--- Exercise data ---
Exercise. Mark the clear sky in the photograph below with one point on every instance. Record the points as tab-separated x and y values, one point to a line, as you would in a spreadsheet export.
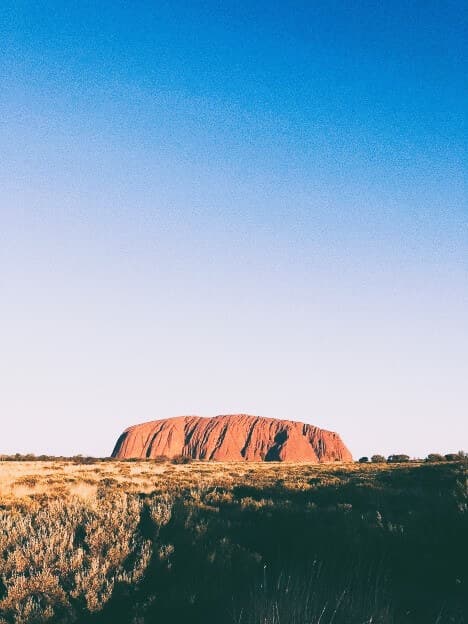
226	207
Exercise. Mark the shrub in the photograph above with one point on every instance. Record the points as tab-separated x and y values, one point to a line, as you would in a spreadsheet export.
397	459
182	459
433	457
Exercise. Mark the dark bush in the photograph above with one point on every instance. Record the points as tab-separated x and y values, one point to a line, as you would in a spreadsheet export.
397	459
432	457
182	459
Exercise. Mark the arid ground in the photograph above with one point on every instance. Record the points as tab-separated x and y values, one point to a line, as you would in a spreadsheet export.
236	543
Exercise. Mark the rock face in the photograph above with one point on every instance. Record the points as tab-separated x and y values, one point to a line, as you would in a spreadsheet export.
235	437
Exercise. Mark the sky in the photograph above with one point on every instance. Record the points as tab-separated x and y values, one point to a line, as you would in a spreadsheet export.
211	208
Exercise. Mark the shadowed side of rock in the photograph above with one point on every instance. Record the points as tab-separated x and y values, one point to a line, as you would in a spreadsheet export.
234	437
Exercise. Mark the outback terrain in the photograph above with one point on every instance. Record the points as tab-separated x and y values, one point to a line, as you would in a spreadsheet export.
139	542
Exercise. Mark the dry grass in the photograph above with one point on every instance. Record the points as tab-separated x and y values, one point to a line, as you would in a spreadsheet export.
112	539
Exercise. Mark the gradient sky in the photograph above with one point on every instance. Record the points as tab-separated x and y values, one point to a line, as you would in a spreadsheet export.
233	207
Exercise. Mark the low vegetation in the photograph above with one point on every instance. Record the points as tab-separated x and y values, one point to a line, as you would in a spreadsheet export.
157	541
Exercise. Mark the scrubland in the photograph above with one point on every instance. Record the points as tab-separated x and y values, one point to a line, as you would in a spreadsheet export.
234	543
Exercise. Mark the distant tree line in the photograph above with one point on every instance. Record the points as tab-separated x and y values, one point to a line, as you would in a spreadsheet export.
399	458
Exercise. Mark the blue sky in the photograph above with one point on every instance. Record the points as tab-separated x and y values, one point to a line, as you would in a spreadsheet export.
209	208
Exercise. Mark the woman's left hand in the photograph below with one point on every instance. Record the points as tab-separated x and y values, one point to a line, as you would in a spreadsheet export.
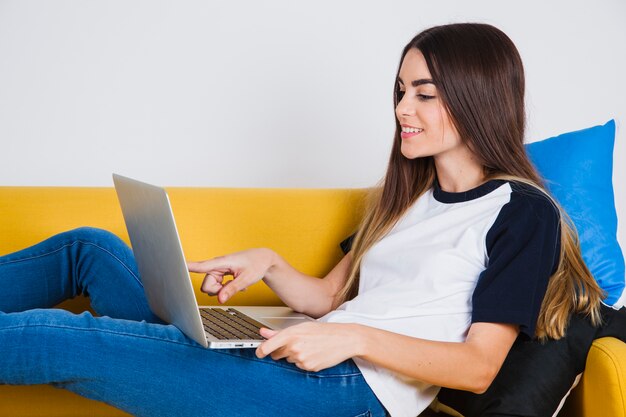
311	346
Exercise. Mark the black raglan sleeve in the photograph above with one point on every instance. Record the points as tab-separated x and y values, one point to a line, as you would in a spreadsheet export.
523	249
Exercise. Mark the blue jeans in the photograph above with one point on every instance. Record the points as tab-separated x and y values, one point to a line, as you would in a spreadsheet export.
128	358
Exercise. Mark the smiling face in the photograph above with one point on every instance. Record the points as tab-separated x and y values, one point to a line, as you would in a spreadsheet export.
426	126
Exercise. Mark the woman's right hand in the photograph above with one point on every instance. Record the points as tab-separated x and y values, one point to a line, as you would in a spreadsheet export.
247	267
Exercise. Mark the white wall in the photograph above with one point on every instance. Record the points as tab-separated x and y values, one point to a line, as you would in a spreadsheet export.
265	93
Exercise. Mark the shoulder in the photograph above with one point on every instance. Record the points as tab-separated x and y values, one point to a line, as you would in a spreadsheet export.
527	208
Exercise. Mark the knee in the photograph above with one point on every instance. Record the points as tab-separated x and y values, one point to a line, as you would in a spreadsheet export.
94	235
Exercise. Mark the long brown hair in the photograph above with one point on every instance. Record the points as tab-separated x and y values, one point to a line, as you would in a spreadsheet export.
479	76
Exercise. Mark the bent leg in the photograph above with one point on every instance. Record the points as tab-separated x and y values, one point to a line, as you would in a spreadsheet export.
90	261
154	370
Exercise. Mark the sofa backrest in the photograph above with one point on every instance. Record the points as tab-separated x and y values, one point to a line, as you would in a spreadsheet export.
305	226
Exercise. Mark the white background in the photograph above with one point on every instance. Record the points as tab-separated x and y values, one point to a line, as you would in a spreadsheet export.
266	93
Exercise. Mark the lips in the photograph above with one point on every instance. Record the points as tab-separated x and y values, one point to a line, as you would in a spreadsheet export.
410	131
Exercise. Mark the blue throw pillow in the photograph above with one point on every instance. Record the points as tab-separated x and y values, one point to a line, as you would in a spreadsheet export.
578	169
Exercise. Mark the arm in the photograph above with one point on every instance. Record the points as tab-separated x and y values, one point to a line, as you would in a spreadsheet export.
312	296
470	365
301	292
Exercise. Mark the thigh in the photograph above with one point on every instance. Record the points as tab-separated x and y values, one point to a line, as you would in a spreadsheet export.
154	370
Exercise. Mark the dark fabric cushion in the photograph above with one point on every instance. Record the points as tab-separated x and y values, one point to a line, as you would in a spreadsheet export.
536	376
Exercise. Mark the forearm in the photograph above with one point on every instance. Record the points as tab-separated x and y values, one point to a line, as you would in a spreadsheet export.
301	292
462	365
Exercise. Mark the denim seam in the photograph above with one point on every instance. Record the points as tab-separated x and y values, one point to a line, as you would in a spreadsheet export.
72	244
296	370
102	331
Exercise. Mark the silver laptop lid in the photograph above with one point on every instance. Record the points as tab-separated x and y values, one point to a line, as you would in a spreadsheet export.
159	255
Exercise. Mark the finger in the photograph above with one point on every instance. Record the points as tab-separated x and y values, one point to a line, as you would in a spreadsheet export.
280	353
211	285
267	333
270	345
232	287
219	263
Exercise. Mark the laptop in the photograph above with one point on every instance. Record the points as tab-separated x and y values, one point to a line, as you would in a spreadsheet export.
163	270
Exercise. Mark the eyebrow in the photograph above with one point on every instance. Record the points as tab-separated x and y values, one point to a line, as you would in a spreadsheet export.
421	81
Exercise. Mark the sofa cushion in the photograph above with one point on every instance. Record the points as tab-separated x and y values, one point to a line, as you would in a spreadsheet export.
578	169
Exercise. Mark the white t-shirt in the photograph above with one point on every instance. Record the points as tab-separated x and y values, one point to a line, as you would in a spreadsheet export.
484	255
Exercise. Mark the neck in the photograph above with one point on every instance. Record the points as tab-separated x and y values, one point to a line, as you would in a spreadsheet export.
458	173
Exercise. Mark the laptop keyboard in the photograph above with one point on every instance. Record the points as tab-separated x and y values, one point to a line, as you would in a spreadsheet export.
230	324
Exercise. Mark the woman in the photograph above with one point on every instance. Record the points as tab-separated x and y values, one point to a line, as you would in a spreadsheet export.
460	253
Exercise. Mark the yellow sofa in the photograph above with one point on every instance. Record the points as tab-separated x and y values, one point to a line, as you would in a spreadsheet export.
303	225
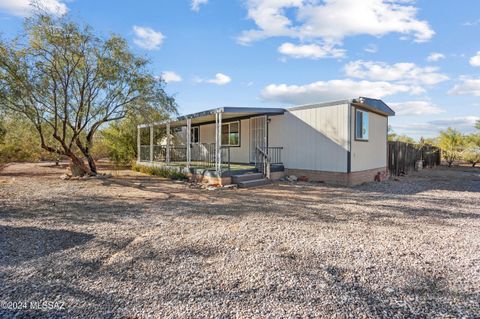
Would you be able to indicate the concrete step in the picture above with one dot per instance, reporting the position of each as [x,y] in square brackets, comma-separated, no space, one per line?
[254,182]
[246,177]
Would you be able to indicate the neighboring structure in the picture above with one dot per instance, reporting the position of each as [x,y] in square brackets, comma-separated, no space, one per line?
[342,142]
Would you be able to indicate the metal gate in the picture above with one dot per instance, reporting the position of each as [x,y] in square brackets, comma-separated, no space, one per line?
[258,136]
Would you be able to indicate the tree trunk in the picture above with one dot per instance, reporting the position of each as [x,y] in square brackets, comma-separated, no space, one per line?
[92,165]
[78,167]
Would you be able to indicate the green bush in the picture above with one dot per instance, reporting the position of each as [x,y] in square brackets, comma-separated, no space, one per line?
[158,171]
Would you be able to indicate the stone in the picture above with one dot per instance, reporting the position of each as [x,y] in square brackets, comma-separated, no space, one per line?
[292,178]
[65,177]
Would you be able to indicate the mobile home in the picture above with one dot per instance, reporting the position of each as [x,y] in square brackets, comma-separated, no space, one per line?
[341,142]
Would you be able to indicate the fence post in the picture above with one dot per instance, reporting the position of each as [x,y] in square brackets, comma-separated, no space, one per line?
[151,143]
[167,155]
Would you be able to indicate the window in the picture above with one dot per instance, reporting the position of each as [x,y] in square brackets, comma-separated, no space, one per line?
[195,135]
[361,125]
[231,134]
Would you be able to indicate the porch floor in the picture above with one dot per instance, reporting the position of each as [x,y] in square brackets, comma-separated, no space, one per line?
[202,165]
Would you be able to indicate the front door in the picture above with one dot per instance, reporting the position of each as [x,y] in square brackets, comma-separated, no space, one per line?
[258,135]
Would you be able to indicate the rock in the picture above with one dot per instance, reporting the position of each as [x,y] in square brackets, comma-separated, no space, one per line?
[65,177]
[292,178]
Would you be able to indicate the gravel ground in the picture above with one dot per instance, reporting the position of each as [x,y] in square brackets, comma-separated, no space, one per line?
[109,248]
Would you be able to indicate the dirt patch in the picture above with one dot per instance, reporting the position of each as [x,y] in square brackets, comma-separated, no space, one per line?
[110,248]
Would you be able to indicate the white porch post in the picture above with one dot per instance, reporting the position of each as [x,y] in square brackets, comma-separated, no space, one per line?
[218,141]
[139,141]
[151,142]
[189,141]
[167,155]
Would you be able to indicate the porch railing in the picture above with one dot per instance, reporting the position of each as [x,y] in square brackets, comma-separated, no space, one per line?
[265,157]
[202,155]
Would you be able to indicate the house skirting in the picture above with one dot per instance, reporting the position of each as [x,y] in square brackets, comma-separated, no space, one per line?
[211,177]
[337,178]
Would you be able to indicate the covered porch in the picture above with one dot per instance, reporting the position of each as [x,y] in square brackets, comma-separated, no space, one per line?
[220,142]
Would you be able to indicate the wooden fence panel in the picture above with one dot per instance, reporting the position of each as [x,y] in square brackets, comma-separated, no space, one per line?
[403,156]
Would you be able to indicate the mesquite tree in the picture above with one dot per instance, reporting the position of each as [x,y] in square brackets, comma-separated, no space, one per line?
[69,83]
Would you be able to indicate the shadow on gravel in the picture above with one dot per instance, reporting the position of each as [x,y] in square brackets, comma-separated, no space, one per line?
[19,244]
[424,296]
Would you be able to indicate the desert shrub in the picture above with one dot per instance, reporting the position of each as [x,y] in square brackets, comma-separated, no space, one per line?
[471,155]
[158,171]
[451,142]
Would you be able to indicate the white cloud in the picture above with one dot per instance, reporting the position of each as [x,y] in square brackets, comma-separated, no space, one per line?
[435,56]
[24,8]
[219,79]
[332,20]
[401,72]
[333,90]
[170,76]
[311,51]
[467,86]
[195,5]
[465,124]
[415,108]
[371,48]
[471,23]
[147,38]
[458,121]
[475,60]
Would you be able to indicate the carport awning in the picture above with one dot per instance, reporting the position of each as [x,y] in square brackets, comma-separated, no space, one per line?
[227,113]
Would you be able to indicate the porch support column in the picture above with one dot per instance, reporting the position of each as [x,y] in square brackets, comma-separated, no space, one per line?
[218,142]
[139,141]
[189,141]
[167,155]
[151,143]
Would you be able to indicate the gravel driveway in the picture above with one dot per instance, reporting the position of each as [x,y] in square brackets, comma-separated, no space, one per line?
[108,248]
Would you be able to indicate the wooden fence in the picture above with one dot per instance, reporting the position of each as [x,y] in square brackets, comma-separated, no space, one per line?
[403,156]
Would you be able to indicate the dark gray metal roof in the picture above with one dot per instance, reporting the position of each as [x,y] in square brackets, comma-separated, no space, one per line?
[376,104]
[228,109]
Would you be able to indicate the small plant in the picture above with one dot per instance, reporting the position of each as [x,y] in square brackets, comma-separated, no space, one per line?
[158,171]
[471,155]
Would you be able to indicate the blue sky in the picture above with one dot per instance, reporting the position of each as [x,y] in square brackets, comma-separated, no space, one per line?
[421,57]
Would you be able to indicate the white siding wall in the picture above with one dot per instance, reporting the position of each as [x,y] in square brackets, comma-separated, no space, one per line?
[313,138]
[237,154]
[372,153]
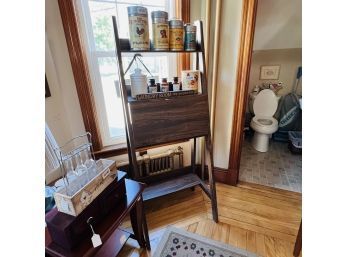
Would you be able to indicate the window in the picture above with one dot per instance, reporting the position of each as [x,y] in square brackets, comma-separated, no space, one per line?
[98,35]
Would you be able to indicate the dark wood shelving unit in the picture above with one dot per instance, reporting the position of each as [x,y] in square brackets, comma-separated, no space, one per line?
[154,122]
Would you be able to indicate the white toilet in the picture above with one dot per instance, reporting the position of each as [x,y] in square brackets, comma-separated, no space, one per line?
[264,106]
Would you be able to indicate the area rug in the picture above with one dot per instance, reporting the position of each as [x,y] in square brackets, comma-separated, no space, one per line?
[180,243]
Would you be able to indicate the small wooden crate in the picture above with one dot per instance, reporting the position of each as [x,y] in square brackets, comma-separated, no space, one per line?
[74,205]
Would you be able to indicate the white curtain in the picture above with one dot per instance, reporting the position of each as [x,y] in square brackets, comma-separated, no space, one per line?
[51,159]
---
● Exercise requirements
Please output, exactly and with no pictures, only the lines from the one containing "Would you be able to indicate the white siding" through the final line of the records above.

● Response
Would you be able to indicate the white siding wall in the picture above with one dot per instance, reporting the position of each as [x,y] in square brackets, comma-separated, no space, one per line?
[313,138]
[237,154]
[372,153]
Would you be able to indicate the window in the picture above with one dot per instance, reporting the position of each as [x,y] in square brackets, comma-separated, no space, one per line?
[98,35]
Would you be able to indicate the dark wood shelving unit in the picture above with one dot per instance, reporting the position of each as [x,y] in square brackets, comma-separated, no space, one per line?
[154,122]
Would you be able to indicate the white toilet in the picture above with one dot per instance, reporting the position of each as [x,y] in square brackets, comma-separated, no space, one per line?
[264,106]
Would you be able to indicate the area rug in the picture above with one dot per instance, reporting the position of each as [x,y] in square brackets, comma-separated, no space, one per line?
[180,243]
Would you be able to indicate the small wooden crate in the picture above with one dot per instance, reporting the position of each as [x,y] in square brackets, comma-separated, no space, one per line?
[74,205]
Would you be able to indicate the white curtain in the picture above with one dot per instance, reporting the position of each as [x,y] in square brackets, comma-separated, no space, one per line?
[51,159]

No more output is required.